» Exercise input

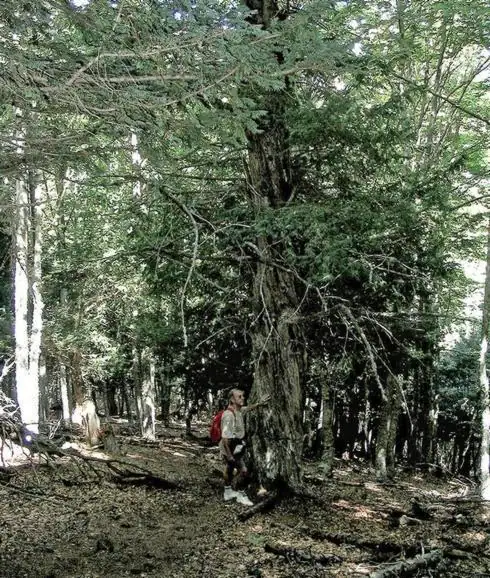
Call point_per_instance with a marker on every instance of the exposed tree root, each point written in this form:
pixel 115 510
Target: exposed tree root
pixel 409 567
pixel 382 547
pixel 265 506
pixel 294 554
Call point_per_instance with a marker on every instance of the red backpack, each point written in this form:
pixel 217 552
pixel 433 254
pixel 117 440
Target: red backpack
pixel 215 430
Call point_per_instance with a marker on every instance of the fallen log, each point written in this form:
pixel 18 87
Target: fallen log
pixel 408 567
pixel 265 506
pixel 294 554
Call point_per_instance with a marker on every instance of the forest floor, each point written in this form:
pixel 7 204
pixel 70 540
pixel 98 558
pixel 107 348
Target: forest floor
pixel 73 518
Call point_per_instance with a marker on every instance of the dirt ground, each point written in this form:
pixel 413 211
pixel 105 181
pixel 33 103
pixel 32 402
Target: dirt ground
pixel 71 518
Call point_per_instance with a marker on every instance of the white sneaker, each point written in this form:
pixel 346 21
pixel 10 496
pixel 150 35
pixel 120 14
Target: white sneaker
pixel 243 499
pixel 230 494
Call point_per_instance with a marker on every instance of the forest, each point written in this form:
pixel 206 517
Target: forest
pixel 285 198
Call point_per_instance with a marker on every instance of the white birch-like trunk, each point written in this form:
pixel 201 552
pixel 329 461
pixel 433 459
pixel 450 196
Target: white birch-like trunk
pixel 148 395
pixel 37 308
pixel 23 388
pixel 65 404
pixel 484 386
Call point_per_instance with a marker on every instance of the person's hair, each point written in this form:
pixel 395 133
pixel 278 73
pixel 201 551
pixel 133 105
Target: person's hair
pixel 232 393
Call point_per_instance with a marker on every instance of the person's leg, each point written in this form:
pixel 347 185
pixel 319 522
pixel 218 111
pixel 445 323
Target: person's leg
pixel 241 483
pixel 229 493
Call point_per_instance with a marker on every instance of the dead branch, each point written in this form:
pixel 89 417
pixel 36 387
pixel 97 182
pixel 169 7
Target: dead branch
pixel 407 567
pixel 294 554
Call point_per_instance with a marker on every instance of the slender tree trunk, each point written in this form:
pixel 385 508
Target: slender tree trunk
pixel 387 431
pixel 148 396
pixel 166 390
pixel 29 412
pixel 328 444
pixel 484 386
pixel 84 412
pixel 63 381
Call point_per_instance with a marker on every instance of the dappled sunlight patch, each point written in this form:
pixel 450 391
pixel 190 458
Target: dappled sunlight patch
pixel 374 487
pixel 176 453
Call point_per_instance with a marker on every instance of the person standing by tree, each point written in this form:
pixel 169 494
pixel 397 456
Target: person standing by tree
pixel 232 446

==

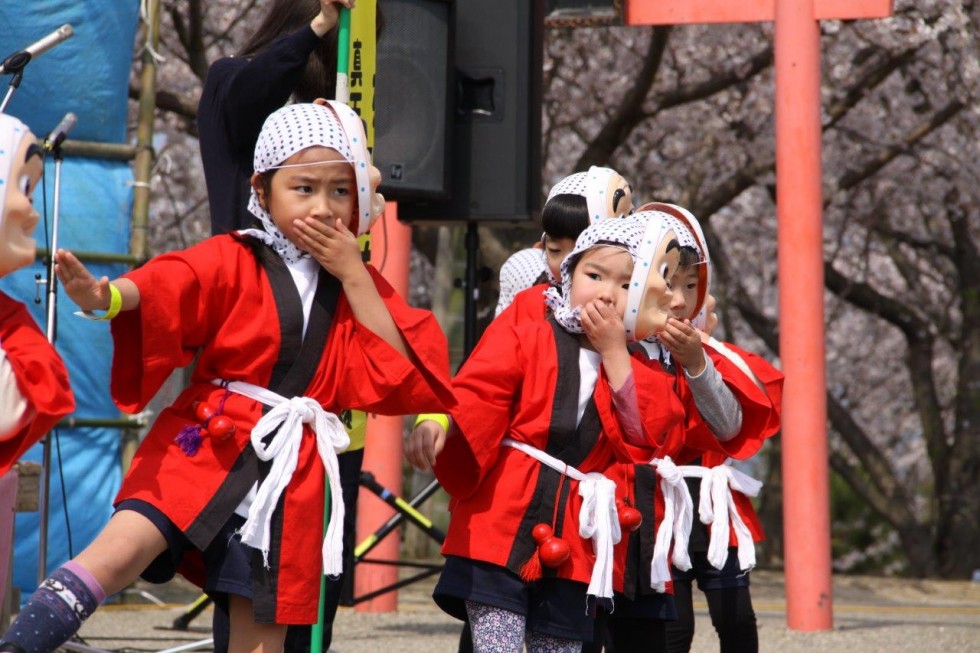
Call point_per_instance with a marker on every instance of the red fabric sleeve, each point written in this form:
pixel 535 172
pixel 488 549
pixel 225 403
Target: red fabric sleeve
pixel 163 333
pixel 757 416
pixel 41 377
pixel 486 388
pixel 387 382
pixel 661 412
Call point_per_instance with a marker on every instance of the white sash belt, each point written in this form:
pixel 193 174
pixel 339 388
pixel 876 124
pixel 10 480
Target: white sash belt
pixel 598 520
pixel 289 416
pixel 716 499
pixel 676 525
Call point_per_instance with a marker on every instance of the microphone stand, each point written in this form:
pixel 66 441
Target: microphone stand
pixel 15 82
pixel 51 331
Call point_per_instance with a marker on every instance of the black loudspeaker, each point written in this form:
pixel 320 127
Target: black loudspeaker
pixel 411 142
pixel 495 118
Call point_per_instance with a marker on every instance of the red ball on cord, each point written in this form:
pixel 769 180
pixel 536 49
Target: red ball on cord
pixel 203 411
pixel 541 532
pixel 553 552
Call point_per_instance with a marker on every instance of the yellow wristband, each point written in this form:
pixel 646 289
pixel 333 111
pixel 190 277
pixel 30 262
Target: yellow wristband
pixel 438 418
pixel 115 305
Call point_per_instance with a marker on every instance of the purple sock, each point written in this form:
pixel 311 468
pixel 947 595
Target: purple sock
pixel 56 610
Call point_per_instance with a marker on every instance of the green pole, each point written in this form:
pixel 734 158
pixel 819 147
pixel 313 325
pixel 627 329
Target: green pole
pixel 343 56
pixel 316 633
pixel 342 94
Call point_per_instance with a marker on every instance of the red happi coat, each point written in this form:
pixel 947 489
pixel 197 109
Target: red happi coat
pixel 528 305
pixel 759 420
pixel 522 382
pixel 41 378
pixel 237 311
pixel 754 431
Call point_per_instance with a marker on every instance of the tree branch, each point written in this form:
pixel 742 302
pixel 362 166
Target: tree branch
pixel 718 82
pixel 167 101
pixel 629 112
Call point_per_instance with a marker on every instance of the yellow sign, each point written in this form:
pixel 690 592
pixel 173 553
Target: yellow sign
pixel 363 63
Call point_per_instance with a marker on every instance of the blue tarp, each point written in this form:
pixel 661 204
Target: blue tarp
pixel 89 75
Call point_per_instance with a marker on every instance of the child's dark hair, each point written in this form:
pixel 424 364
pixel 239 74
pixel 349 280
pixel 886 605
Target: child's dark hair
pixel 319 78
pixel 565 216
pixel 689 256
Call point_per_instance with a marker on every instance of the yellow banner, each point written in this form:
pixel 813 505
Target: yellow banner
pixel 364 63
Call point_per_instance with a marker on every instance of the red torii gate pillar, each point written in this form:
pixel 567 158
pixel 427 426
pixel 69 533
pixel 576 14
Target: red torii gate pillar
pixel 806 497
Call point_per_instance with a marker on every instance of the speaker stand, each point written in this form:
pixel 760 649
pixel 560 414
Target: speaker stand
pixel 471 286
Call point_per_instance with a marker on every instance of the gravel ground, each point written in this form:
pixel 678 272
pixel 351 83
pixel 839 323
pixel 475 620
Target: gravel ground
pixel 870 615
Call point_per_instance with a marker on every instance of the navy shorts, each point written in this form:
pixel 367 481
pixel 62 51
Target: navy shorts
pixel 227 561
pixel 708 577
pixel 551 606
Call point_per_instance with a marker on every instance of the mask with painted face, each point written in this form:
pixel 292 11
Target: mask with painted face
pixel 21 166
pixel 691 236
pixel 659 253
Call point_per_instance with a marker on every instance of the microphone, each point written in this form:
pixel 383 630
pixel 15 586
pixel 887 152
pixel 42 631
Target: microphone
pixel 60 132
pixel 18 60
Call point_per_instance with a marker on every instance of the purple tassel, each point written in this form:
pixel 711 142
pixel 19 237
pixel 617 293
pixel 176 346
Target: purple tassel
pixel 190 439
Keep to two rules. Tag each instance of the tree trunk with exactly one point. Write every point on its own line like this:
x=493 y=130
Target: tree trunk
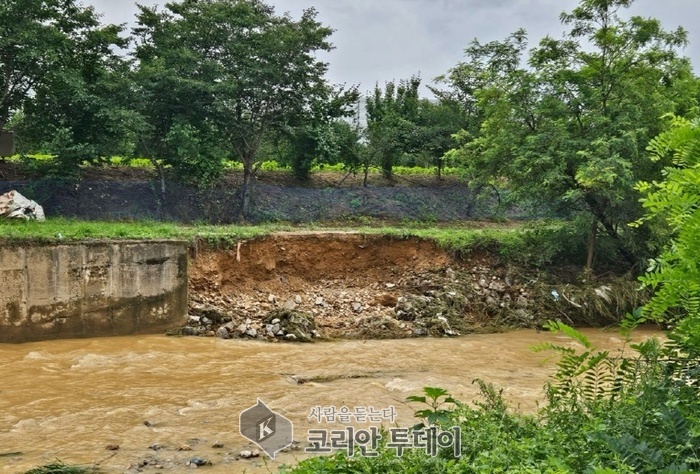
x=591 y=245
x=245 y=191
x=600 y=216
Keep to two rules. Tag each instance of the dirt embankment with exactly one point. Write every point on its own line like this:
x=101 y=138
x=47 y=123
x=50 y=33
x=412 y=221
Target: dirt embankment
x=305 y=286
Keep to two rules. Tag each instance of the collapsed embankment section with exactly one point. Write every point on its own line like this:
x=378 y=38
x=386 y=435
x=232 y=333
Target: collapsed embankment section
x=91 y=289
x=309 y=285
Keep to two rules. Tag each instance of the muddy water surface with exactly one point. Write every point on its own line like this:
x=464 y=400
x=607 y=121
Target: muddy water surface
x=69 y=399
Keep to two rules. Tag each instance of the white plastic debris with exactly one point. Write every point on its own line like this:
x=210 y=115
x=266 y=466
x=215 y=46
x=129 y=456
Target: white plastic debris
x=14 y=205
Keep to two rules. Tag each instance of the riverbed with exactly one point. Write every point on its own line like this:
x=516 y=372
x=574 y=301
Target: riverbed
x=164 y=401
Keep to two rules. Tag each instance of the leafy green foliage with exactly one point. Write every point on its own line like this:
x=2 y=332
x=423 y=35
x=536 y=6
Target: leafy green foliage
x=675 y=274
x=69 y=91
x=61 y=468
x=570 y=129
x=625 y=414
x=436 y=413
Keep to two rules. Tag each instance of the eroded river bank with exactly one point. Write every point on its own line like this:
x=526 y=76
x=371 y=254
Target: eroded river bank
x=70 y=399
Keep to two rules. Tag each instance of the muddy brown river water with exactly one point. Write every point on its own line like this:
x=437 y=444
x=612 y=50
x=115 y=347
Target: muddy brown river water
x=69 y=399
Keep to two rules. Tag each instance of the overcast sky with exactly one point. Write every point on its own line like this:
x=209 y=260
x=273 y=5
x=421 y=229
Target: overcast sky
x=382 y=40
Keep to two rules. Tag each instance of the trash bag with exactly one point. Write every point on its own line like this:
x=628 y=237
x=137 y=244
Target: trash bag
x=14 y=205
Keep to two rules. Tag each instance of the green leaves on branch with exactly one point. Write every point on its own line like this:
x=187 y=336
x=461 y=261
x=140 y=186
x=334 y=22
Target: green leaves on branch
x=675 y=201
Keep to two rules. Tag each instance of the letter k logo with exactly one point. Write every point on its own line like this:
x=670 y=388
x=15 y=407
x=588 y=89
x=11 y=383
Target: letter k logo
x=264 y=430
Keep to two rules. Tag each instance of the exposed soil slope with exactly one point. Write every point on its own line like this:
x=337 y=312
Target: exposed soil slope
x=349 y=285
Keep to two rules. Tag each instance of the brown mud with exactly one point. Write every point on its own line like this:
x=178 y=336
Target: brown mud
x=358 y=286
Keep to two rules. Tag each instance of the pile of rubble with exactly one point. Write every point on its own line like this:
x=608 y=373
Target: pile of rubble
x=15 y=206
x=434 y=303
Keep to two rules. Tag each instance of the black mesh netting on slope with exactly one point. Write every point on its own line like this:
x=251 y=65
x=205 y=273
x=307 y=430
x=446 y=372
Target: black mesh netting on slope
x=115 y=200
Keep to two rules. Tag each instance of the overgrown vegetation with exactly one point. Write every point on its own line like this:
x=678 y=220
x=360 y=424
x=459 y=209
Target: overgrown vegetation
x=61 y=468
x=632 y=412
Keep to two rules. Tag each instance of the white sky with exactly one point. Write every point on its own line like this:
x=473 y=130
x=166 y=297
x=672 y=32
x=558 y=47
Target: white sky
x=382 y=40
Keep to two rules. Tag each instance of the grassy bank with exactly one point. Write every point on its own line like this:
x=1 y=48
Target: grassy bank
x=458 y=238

» What to work on
Everything starting at the line containing "pixel 18 87" and ending at the line containing "pixel 347 185" in the records above should be repeated exactly, and only that.

» Output of the task
pixel 18 87
Target: fallen log
pixel 408 567
pixel 265 506
pixel 294 554
Call point_per_instance with a marker on every instance of the forest floor, each point written in this form:
pixel 7 204
pixel 70 540
pixel 98 558
pixel 107 348
Target: forest floor
pixel 73 518
Call point_per_instance with a marker on every instance of the dirt ground, each point written in this form:
pixel 413 211
pixel 105 181
pixel 33 103
pixel 32 402
Target: dirt ground
pixel 71 518
Call point_per_instance with a marker on every instance of the white sneaker, each point written in this form:
pixel 346 21
pixel 10 496
pixel 150 35
pixel 120 14
Target: white sneaker
pixel 243 499
pixel 230 494
Call point_per_instance with a marker on every instance of the forest, each point written in this form:
pixel 206 517
Target: forest
pixel 285 198
Call point_per_instance with a marker on every instance of the white birch-like trunk, each point written in this form:
pixel 201 552
pixel 329 461
pixel 433 459
pixel 450 196
Target: white birch-like trunk
pixel 148 395
pixel 37 308
pixel 23 388
pixel 65 404
pixel 484 386
Call point_per_instance with a marker on every instance of the person's hair, each point written in this form:
pixel 395 133
pixel 278 73
pixel 201 551
pixel 133 105
Target: person's hair
pixel 232 393
Call point_per_instance with a marker on every instance of the person's leg, each point written in this form:
pixel 347 185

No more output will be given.